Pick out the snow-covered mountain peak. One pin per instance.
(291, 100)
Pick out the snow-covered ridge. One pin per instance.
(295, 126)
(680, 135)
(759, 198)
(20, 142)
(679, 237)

» **WHAT IS REQUIRED**
All of the material above should be transcribed exactly, with no line omitted.

» **RESULT**
Pick out the snow-covered mountain peak. One pin per instance.
(291, 100)
Pick out the snow-covered ridge. One pin per instance.
(295, 126)
(680, 135)
(759, 198)
(20, 142)
(679, 237)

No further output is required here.